=== TASK TO CARRY OUT ===
Below are the records; give again exactly the lines that run from the one with "Could you point out every instance of the green foliage" through the last line.

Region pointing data
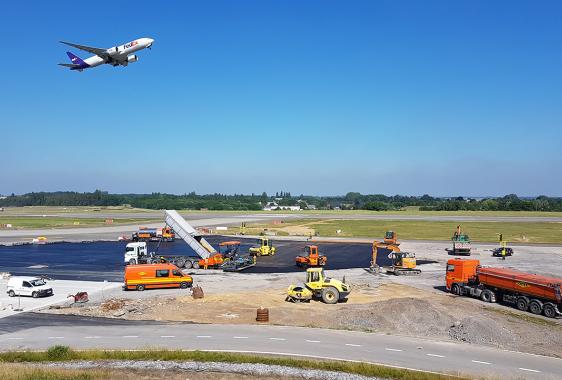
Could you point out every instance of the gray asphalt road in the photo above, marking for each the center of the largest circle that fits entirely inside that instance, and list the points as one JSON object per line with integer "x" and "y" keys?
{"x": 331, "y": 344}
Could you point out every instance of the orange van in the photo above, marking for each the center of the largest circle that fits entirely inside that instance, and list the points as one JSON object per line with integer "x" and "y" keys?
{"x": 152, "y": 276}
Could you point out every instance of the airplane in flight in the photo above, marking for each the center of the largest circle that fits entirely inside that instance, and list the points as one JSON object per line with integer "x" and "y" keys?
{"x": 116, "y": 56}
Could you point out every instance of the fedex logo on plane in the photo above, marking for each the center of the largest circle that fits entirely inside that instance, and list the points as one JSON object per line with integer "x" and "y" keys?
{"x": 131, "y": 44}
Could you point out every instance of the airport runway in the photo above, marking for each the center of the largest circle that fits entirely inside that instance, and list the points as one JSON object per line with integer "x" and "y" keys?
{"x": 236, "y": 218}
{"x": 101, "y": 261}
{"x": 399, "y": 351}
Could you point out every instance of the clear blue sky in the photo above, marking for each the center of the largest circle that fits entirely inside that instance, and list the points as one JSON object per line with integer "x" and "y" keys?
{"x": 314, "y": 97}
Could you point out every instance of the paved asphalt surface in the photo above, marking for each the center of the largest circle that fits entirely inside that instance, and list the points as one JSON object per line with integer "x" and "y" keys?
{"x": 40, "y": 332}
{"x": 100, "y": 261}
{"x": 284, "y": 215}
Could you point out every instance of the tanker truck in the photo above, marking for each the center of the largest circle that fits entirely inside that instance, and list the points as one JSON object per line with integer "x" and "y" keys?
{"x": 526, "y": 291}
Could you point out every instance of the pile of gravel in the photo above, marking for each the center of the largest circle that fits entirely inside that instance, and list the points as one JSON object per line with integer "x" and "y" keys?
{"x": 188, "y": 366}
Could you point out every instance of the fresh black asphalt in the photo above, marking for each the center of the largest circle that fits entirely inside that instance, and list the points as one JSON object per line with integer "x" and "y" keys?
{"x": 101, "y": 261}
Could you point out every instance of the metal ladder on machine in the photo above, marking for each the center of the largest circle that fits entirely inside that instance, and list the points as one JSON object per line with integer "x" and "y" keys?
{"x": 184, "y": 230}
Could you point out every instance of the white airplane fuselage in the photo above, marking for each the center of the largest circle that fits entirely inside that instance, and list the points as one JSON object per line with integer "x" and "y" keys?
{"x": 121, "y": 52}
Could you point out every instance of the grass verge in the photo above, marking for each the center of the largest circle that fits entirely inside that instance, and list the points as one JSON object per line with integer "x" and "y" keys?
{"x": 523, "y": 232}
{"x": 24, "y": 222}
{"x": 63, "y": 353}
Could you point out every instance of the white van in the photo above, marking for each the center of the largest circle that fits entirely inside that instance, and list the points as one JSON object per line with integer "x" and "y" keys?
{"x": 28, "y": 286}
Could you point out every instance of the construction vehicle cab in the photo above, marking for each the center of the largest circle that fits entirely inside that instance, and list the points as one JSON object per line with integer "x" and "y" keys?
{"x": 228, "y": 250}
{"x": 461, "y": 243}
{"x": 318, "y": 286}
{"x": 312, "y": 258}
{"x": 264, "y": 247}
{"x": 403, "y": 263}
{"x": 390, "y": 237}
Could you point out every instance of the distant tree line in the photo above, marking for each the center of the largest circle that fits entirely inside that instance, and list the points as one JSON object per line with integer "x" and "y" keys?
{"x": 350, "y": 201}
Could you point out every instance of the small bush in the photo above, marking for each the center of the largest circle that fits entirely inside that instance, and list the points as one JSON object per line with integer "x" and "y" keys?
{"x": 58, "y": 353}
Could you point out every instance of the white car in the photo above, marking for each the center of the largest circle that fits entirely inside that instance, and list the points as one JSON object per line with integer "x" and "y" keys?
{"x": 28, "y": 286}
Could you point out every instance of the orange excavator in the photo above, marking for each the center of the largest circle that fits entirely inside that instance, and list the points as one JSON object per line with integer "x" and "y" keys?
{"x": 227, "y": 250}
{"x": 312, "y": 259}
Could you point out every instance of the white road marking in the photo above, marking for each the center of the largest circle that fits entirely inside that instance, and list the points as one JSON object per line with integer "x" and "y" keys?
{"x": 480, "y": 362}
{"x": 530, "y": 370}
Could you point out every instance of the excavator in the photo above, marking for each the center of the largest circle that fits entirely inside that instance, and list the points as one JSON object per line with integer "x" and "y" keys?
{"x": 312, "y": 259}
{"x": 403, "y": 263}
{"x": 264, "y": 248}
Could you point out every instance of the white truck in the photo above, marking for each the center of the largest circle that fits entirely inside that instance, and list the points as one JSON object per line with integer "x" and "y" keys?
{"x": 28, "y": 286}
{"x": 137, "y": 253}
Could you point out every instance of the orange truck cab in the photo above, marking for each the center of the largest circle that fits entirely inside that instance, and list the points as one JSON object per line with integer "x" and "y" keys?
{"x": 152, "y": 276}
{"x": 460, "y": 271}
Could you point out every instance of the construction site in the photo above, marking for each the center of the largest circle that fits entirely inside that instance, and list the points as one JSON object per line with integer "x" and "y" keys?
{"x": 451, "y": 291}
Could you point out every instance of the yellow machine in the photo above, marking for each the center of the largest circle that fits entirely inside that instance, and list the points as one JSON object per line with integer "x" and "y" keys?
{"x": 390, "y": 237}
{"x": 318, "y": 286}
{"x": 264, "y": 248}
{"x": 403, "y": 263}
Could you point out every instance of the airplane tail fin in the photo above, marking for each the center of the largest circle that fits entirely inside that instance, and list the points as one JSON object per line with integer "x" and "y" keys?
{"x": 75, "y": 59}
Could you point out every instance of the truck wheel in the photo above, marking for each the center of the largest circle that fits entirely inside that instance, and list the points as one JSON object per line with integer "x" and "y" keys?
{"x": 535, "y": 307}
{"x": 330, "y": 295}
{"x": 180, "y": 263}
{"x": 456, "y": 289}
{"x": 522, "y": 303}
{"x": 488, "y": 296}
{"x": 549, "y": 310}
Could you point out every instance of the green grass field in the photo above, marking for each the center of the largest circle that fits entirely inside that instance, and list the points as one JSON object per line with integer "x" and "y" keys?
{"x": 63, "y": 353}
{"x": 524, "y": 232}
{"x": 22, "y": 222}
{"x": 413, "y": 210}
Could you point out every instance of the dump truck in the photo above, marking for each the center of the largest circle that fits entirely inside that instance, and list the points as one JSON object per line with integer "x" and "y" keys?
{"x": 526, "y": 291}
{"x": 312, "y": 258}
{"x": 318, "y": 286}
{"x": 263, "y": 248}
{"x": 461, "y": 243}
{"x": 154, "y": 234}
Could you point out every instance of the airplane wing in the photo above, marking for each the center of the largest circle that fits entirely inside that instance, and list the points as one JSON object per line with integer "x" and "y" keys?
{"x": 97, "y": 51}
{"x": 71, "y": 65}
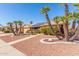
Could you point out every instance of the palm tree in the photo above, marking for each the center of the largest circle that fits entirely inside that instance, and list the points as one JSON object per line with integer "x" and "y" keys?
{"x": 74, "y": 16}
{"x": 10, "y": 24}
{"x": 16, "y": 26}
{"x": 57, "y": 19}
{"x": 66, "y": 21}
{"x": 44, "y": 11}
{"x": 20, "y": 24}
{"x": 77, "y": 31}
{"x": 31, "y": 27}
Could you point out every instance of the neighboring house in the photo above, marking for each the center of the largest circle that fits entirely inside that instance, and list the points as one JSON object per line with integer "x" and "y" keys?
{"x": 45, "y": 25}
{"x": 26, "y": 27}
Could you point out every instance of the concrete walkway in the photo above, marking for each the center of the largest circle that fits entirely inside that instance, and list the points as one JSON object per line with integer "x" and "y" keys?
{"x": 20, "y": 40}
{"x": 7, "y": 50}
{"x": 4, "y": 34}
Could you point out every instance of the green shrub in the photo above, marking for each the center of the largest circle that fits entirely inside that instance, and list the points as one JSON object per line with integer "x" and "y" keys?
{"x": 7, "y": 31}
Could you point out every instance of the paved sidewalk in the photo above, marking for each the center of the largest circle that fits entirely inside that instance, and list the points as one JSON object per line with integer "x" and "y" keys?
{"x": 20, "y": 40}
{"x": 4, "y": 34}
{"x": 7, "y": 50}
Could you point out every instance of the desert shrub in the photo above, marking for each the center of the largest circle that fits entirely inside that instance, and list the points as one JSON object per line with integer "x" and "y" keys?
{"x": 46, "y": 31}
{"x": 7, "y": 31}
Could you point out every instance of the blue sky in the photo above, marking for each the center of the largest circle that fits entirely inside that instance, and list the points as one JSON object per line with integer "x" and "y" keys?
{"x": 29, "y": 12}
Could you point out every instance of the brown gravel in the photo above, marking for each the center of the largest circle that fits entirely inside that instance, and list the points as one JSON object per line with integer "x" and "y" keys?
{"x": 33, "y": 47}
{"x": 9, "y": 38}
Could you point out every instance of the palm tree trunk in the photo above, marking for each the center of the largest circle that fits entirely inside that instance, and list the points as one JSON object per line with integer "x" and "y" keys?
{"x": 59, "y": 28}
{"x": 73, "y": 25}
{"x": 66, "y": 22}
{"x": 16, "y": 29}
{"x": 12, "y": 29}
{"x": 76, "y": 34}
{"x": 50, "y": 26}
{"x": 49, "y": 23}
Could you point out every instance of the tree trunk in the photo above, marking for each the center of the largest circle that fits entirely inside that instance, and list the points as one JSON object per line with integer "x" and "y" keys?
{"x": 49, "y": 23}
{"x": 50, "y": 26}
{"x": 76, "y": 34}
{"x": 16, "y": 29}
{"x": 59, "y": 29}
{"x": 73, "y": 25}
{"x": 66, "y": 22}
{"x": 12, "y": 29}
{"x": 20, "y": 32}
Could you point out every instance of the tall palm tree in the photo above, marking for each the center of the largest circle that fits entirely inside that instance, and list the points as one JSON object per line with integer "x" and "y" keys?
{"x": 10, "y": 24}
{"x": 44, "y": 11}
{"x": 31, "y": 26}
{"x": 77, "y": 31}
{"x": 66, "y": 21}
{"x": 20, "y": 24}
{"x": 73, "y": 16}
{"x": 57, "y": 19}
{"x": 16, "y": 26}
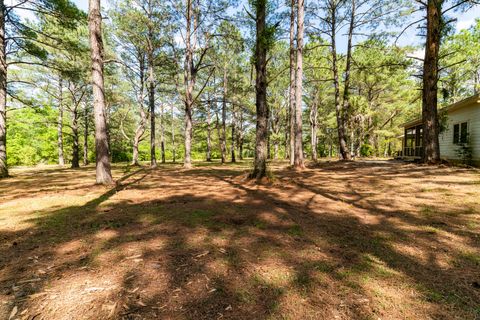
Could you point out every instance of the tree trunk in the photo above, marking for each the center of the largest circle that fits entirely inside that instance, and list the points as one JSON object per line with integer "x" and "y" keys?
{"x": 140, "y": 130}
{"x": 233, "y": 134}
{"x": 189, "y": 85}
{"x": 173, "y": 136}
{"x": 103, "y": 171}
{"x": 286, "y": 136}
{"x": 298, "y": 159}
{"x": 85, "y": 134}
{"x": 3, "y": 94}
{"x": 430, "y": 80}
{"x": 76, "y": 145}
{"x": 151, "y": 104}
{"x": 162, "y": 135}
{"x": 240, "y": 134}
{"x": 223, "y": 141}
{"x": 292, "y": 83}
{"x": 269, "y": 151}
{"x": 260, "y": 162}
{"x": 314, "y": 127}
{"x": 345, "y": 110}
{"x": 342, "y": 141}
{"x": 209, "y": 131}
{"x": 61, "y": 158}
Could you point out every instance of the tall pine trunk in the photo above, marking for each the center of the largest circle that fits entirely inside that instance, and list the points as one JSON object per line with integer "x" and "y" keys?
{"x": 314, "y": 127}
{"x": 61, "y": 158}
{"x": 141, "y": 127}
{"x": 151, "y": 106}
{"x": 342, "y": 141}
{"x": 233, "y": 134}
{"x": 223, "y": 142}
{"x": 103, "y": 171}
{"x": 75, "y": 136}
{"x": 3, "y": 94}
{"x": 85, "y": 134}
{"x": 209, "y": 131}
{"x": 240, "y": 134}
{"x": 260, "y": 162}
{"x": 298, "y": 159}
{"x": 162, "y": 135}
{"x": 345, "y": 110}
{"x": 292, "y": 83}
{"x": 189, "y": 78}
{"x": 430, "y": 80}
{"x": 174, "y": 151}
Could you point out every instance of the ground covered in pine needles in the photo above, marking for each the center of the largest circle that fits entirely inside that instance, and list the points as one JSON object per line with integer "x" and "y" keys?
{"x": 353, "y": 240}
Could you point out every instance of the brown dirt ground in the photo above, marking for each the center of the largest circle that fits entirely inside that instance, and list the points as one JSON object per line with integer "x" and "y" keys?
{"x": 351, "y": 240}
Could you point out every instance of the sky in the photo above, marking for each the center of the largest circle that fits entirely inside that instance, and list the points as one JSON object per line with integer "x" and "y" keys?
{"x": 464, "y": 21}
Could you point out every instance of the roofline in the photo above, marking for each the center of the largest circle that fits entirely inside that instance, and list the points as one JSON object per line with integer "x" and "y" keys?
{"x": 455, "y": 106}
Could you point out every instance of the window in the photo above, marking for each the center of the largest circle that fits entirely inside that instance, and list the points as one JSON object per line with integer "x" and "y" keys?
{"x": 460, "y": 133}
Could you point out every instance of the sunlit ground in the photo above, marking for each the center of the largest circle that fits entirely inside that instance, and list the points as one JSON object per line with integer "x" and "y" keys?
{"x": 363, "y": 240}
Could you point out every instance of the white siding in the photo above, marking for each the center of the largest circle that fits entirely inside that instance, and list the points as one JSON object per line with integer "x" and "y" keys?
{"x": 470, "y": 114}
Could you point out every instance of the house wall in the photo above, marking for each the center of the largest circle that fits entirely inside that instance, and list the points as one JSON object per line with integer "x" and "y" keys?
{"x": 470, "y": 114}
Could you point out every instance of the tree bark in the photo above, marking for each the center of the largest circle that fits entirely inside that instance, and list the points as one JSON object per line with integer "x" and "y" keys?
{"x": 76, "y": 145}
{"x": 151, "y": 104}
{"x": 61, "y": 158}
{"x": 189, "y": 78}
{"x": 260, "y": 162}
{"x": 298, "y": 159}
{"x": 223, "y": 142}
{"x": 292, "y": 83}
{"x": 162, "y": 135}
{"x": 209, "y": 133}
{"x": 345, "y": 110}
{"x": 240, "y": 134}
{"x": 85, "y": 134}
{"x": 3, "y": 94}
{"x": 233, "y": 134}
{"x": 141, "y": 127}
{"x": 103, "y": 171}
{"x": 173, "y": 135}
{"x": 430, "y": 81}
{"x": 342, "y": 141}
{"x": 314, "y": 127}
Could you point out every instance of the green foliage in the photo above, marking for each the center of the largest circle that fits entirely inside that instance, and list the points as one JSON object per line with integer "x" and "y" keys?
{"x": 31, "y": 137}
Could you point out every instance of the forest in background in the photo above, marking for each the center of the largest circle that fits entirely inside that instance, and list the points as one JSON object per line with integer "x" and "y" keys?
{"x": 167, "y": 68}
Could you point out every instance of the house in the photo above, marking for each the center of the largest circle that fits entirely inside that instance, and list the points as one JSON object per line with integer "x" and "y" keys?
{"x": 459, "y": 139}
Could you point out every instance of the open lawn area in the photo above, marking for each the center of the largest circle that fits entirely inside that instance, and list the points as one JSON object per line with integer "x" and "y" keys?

=== ANSWER BOX ===
Could you point out every instance of the green foliage in the photo above, marking for each the center of the largest circle that fits entirely inside that instance, and list the points as one JSON object per line with integer "x" and "y" keys?
{"x": 31, "y": 137}
Could you point out every instance of the forest in background in the photo above, marking for each the center of the largest circle that fits entirely inside that instance, and list the points as one JSON object per line with integer "x" and "y" keys?
{"x": 167, "y": 68}
Could you point out every instance of the house in the photo above, marking for each the center of the largest circle that fits entirely inside that instance, and list the points as one JSON object per line with integer "x" and "y" keys?
{"x": 459, "y": 139}
Could you point out every instance of the open lawn area in the photo above, marking for each the center of the largest circle that fits entirely inside that instance, and list the points as one JSON object per line with integer "x" and "y" keys?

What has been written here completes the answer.